→ TASK DESCRIPTION: Copy each line below without leaving any out.

→ SUPPLIED DATA:
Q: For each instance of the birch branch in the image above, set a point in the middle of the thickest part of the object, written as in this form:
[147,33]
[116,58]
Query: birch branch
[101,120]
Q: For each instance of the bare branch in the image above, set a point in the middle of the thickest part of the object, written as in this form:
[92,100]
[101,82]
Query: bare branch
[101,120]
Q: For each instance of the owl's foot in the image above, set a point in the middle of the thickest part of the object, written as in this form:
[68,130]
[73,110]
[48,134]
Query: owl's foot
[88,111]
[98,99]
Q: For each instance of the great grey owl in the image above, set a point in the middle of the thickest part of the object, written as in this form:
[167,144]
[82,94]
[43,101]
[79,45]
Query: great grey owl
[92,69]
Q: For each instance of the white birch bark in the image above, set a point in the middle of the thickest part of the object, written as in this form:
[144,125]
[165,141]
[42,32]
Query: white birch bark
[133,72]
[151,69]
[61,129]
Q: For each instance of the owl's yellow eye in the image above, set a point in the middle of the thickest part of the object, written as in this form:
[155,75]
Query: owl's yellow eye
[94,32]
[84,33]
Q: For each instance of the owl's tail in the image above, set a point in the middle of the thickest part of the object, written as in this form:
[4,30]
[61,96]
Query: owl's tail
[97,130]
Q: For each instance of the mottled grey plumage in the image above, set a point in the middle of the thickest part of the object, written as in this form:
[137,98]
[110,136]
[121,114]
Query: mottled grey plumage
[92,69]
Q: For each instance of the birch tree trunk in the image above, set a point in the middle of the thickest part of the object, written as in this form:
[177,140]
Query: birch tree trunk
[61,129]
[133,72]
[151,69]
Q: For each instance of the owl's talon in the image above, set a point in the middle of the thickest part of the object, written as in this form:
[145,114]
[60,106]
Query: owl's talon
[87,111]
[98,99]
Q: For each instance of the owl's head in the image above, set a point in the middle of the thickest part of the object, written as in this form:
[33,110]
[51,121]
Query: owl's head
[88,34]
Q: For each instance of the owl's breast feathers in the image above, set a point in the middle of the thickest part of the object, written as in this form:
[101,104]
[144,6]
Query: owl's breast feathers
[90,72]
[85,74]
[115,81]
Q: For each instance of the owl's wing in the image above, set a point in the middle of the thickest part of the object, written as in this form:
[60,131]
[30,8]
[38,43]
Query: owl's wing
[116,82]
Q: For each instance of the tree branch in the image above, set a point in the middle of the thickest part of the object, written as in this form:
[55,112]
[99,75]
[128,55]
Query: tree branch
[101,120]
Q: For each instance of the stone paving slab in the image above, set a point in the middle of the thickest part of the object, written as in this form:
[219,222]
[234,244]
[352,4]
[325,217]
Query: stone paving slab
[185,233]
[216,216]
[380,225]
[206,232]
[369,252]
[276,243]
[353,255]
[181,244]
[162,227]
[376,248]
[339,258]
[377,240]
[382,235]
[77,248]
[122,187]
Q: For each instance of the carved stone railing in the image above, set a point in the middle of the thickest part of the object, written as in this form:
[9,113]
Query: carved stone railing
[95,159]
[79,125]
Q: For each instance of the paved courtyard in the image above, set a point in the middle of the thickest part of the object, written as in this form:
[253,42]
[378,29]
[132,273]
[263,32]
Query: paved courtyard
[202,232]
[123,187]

→ EXPECTED ANSWER:
Q: For each instance of the birch branch in the image above, set a point in the middle of the thickest part of the object, written as in this form:
[147,33]
[116,58]
Query: birch branch
[101,120]
Q: For each instance of the bare branch in the image above, set a point in the middle of the thickest part of the object, written as in this form:
[92,100]
[101,82]
Query: bare branch
[101,120]
Q: For each instance of the owl's foot in the image above, set a point in the middle of the thickest part of the object, written as in this form:
[68,130]
[73,110]
[48,134]
Query: owl's foot
[88,111]
[98,99]
Q: For each instance of the great grey owl in the image above, set a point in the middle of the thickest part of the object, written as in this form:
[167,144]
[82,94]
[43,101]
[79,45]
Query: great grey owl
[92,69]
Q: For each instance of the white birch bark in the image above, set a point in the middle of the thickest part of the object, written as in this form:
[144,125]
[165,141]
[42,32]
Query: white birch bark
[133,72]
[151,69]
[61,129]
Q: For each instance of the owl's yellow eye in the image above, set a point in the middle of the thickest part of the object, written as in this form:
[155,75]
Query: owl's yellow eye
[94,32]
[84,33]
Q: For each instance of the owl's tail in the image above, set a point in the middle of the thickest part of the object, written as in this form:
[4,30]
[61,96]
Query: owl's tail
[97,130]
Q: For each instance of the mottled grey plumage in the image above, set a point in the middle of the thickest part of the object, written as in this form:
[137,98]
[110,136]
[121,114]
Query: mottled grey plumage
[92,69]
Q: For each instance of the birch tree trunk in the image above, set a point in the middle of the thickest part of the object, written as in this form:
[177,140]
Query: birch tree trunk
[61,129]
[133,72]
[151,69]
Q: For each instance of the owl's talon in the image above, set a point in the middle of the thickest part of the object, written as in this form:
[145,114]
[60,106]
Query: owl's talon
[87,111]
[98,99]
Q: For each instance of the owl's head in the image above, set a point in the middle of the thickest part of the object, written as in this form:
[33,110]
[51,121]
Query: owl's head
[88,34]
Q: For each instance of the owl's breast feathers in the image above, set a point in the middle of the thickest part of the object, written as in this form:
[101,104]
[144,6]
Query: owl's breast feathers
[90,72]
[85,74]
[115,81]
Q: For each instance of the owl's wing in the image above, set a point in the middle of the thickest part of the object, written as in this form:
[60,131]
[30,8]
[38,43]
Query: owl's wing
[116,82]
Q: For each instance of the tree branch in the image above, set a point in the middle of the thickest part of the object, written as in this form:
[55,112]
[99,75]
[128,55]
Query: tree branch
[101,120]
Q: For each instance of the stone paving slab in the image above, set a point in the middle of the thickest part of the object, written as in this form:
[219,222]
[234,244]
[352,4]
[325,217]
Query: stone paving slab
[185,233]
[216,216]
[380,225]
[206,232]
[369,252]
[276,243]
[353,255]
[181,244]
[162,227]
[376,248]
[339,258]
[377,240]
[382,235]
[77,248]
[122,187]
Q: For each instance of the carved stone railing in the image above, set a point in the middle of the thickest part of the object, written as in this form:
[9,113]
Query: carved stone railing
[95,159]
[79,125]
Q: For each instance of the paved courtyard in the image above, set a point in the middle of the thickest part of the object, written as in this form:
[253,42]
[378,29]
[132,273]
[263,32]
Query: paved courtyard
[202,232]
[123,187]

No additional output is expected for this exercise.